*** Opening of Dataset excerpts ***
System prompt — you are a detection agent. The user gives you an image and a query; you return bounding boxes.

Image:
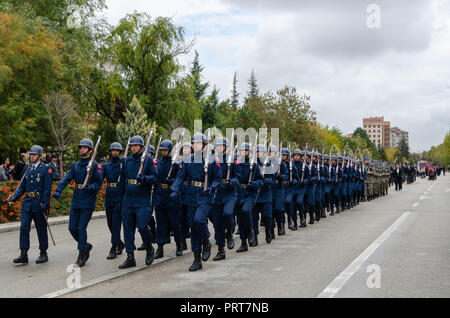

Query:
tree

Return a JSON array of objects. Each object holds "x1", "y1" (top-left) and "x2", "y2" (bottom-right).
[
  {"x1": 231, "y1": 71, "x2": 239, "y2": 109},
  {"x1": 107, "y1": 12, "x2": 195, "y2": 128},
  {"x1": 116, "y1": 96, "x2": 152, "y2": 146},
  {"x1": 190, "y1": 50, "x2": 209, "y2": 102},
  {"x1": 43, "y1": 91, "x2": 81, "y2": 177},
  {"x1": 202, "y1": 86, "x2": 220, "y2": 129},
  {"x1": 0, "y1": 13, "x2": 64, "y2": 159},
  {"x1": 245, "y1": 69, "x2": 259, "y2": 102},
  {"x1": 398, "y1": 136, "x2": 410, "y2": 162}
]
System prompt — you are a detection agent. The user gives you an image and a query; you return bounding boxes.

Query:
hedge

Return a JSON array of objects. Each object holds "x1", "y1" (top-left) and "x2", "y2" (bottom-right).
[{"x1": 0, "y1": 181, "x2": 106, "y2": 223}]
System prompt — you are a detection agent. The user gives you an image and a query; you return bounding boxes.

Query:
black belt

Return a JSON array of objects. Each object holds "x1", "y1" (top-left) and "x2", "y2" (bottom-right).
[
  {"x1": 25, "y1": 192, "x2": 40, "y2": 198},
  {"x1": 190, "y1": 181, "x2": 204, "y2": 188},
  {"x1": 238, "y1": 184, "x2": 247, "y2": 189}
]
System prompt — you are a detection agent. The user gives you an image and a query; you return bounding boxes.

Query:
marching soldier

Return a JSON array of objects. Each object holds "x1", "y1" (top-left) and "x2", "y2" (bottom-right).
[
  {"x1": 322, "y1": 154, "x2": 332, "y2": 216},
  {"x1": 8, "y1": 145, "x2": 52, "y2": 265},
  {"x1": 211, "y1": 137, "x2": 241, "y2": 260},
  {"x1": 234, "y1": 142, "x2": 263, "y2": 253},
  {"x1": 179, "y1": 141, "x2": 193, "y2": 250},
  {"x1": 291, "y1": 149, "x2": 305, "y2": 229},
  {"x1": 268, "y1": 145, "x2": 288, "y2": 236},
  {"x1": 282, "y1": 148, "x2": 298, "y2": 229},
  {"x1": 154, "y1": 140, "x2": 184, "y2": 259},
  {"x1": 118, "y1": 135, "x2": 158, "y2": 269},
  {"x1": 329, "y1": 155, "x2": 339, "y2": 215},
  {"x1": 312, "y1": 152, "x2": 321, "y2": 221},
  {"x1": 52, "y1": 139, "x2": 103, "y2": 267},
  {"x1": 170, "y1": 132, "x2": 221, "y2": 271},
  {"x1": 102, "y1": 142, "x2": 126, "y2": 259},
  {"x1": 252, "y1": 144, "x2": 274, "y2": 245}
]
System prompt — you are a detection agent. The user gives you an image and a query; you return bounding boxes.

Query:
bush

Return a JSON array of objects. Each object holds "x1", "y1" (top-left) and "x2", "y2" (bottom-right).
[{"x1": 0, "y1": 181, "x2": 106, "y2": 223}]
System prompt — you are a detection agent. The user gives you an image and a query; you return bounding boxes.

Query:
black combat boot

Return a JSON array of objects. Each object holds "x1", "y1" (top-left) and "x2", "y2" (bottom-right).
[
  {"x1": 137, "y1": 242, "x2": 147, "y2": 251},
  {"x1": 85, "y1": 243, "x2": 93, "y2": 261},
  {"x1": 309, "y1": 210, "x2": 315, "y2": 224},
  {"x1": 181, "y1": 238, "x2": 188, "y2": 251},
  {"x1": 202, "y1": 240, "x2": 212, "y2": 261},
  {"x1": 119, "y1": 252, "x2": 136, "y2": 269},
  {"x1": 270, "y1": 226, "x2": 275, "y2": 240},
  {"x1": 248, "y1": 229, "x2": 256, "y2": 246},
  {"x1": 165, "y1": 232, "x2": 171, "y2": 244},
  {"x1": 278, "y1": 222, "x2": 286, "y2": 235},
  {"x1": 299, "y1": 212, "x2": 306, "y2": 228},
  {"x1": 226, "y1": 232, "x2": 235, "y2": 250},
  {"x1": 249, "y1": 235, "x2": 258, "y2": 247},
  {"x1": 13, "y1": 249, "x2": 28, "y2": 264},
  {"x1": 321, "y1": 206, "x2": 327, "y2": 218},
  {"x1": 116, "y1": 241, "x2": 125, "y2": 255},
  {"x1": 145, "y1": 244, "x2": 155, "y2": 266},
  {"x1": 107, "y1": 245, "x2": 117, "y2": 260},
  {"x1": 213, "y1": 246, "x2": 226, "y2": 261},
  {"x1": 330, "y1": 204, "x2": 335, "y2": 216},
  {"x1": 315, "y1": 204, "x2": 321, "y2": 221},
  {"x1": 175, "y1": 241, "x2": 183, "y2": 256},
  {"x1": 36, "y1": 251, "x2": 48, "y2": 264},
  {"x1": 154, "y1": 244, "x2": 164, "y2": 259},
  {"x1": 291, "y1": 216, "x2": 298, "y2": 231},
  {"x1": 236, "y1": 239, "x2": 248, "y2": 253},
  {"x1": 265, "y1": 226, "x2": 272, "y2": 244},
  {"x1": 287, "y1": 215, "x2": 293, "y2": 230},
  {"x1": 189, "y1": 251, "x2": 202, "y2": 271},
  {"x1": 75, "y1": 251, "x2": 86, "y2": 267}
]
*** Close of Dataset excerpts ***
* _Prompt_:
Pictures are to be left out; all other data must be returned exactly.

* _Task result_:
System prompt — you are a detection agent. The user gives you an image and a query; you return bounding boxes.

Image:

Query:
tree

Return a JSON array of objects. Each object holds "x1", "y1" (top-left) and "x2", "y2" (bottom-right).
[
  {"x1": 231, "y1": 71, "x2": 239, "y2": 109},
  {"x1": 107, "y1": 12, "x2": 195, "y2": 128},
  {"x1": 116, "y1": 96, "x2": 152, "y2": 146},
  {"x1": 190, "y1": 50, "x2": 209, "y2": 102},
  {"x1": 43, "y1": 91, "x2": 81, "y2": 177},
  {"x1": 202, "y1": 86, "x2": 220, "y2": 129},
  {"x1": 0, "y1": 13, "x2": 64, "y2": 159},
  {"x1": 245, "y1": 69, "x2": 259, "y2": 102},
  {"x1": 398, "y1": 136, "x2": 410, "y2": 162}
]
System prompt — you are a detection agent. The user gives you an image and a query; you return bounding boxes.

Query:
hedge

Return a JSON array of objects. Each object holds "x1", "y1" (top-left) and "x2", "y2" (bottom-right).
[{"x1": 0, "y1": 181, "x2": 106, "y2": 223}]
System prompt — you are a detection agent. The user gives you an image and a query; you return bounding boxes.

Query:
black belt

Return a JSON array of objects. Each object holds "x1", "y1" (top-left) and "x2", "y2" (bottom-right).
[
  {"x1": 25, "y1": 192, "x2": 40, "y2": 198},
  {"x1": 190, "y1": 181, "x2": 204, "y2": 188},
  {"x1": 238, "y1": 184, "x2": 247, "y2": 189}
]
System prompt — you are a detection agent. The user gives you an image and a query; you return bounding boxes.

Query:
marching soldier

Return a JSON array of objects. Each object holds "x1", "y1" (top-left) and "x2", "y2" (bottom-right).
[
  {"x1": 322, "y1": 154, "x2": 332, "y2": 216},
  {"x1": 8, "y1": 145, "x2": 52, "y2": 265},
  {"x1": 211, "y1": 137, "x2": 241, "y2": 260},
  {"x1": 234, "y1": 142, "x2": 263, "y2": 253},
  {"x1": 179, "y1": 141, "x2": 193, "y2": 250},
  {"x1": 291, "y1": 149, "x2": 305, "y2": 229},
  {"x1": 268, "y1": 145, "x2": 288, "y2": 236},
  {"x1": 282, "y1": 148, "x2": 298, "y2": 229},
  {"x1": 154, "y1": 140, "x2": 184, "y2": 259},
  {"x1": 118, "y1": 135, "x2": 158, "y2": 269},
  {"x1": 329, "y1": 155, "x2": 339, "y2": 215},
  {"x1": 312, "y1": 152, "x2": 321, "y2": 221},
  {"x1": 52, "y1": 139, "x2": 103, "y2": 267},
  {"x1": 170, "y1": 132, "x2": 221, "y2": 271},
  {"x1": 102, "y1": 142, "x2": 126, "y2": 259},
  {"x1": 252, "y1": 144, "x2": 274, "y2": 245}
]
System prompt — you are a detection agent. The user gives you an image and a query; you return bounding boxes.

Query:
bush

Return a JSON array of objects. Each object holds "x1", "y1" (top-left) and "x2", "y2" (bottom-right).
[{"x1": 0, "y1": 181, "x2": 106, "y2": 223}]
System prompt — you are a detection agent. The user gives you an image and a query; you return bounding boxes.

Query:
black combat boot

Return a JSON array of objects. Each object holds "x1", "y1" (top-left) and "x2", "y2" (bottom-right).
[
  {"x1": 137, "y1": 242, "x2": 147, "y2": 251},
  {"x1": 85, "y1": 243, "x2": 93, "y2": 261},
  {"x1": 309, "y1": 210, "x2": 315, "y2": 224},
  {"x1": 181, "y1": 238, "x2": 188, "y2": 251},
  {"x1": 202, "y1": 240, "x2": 212, "y2": 261},
  {"x1": 119, "y1": 252, "x2": 136, "y2": 269},
  {"x1": 270, "y1": 226, "x2": 275, "y2": 240},
  {"x1": 248, "y1": 229, "x2": 256, "y2": 246},
  {"x1": 165, "y1": 232, "x2": 171, "y2": 244},
  {"x1": 278, "y1": 222, "x2": 286, "y2": 235},
  {"x1": 299, "y1": 212, "x2": 306, "y2": 228},
  {"x1": 226, "y1": 232, "x2": 235, "y2": 250},
  {"x1": 249, "y1": 235, "x2": 258, "y2": 247},
  {"x1": 13, "y1": 249, "x2": 28, "y2": 264},
  {"x1": 321, "y1": 206, "x2": 327, "y2": 218},
  {"x1": 116, "y1": 241, "x2": 125, "y2": 255},
  {"x1": 145, "y1": 244, "x2": 155, "y2": 266},
  {"x1": 107, "y1": 245, "x2": 117, "y2": 260},
  {"x1": 213, "y1": 246, "x2": 226, "y2": 261},
  {"x1": 330, "y1": 204, "x2": 335, "y2": 216},
  {"x1": 315, "y1": 204, "x2": 321, "y2": 221},
  {"x1": 175, "y1": 241, "x2": 183, "y2": 256},
  {"x1": 36, "y1": 251, "x2": 48, "y2": 264},
  {"x1": 154, "y1": 244, "x2": 164, "y2": 259},
  {"x1": 291, "y1": 216, "x2": 298, "y2": 231},
  {"x1": 236, "y1": 239, "x2": 248, "y2": 253},
  {"x1": 265, "y1": 226, "x2": 272, "y2": 244},
  {"x1": 287, "y1": 215, "x2": 293, "y2": 230},
  {"x1": 189, "y1": 251, "x2": 202, "y2": 271},
  {"x1": 75, "y1": 251, "x2": 86, "y2": 267}
]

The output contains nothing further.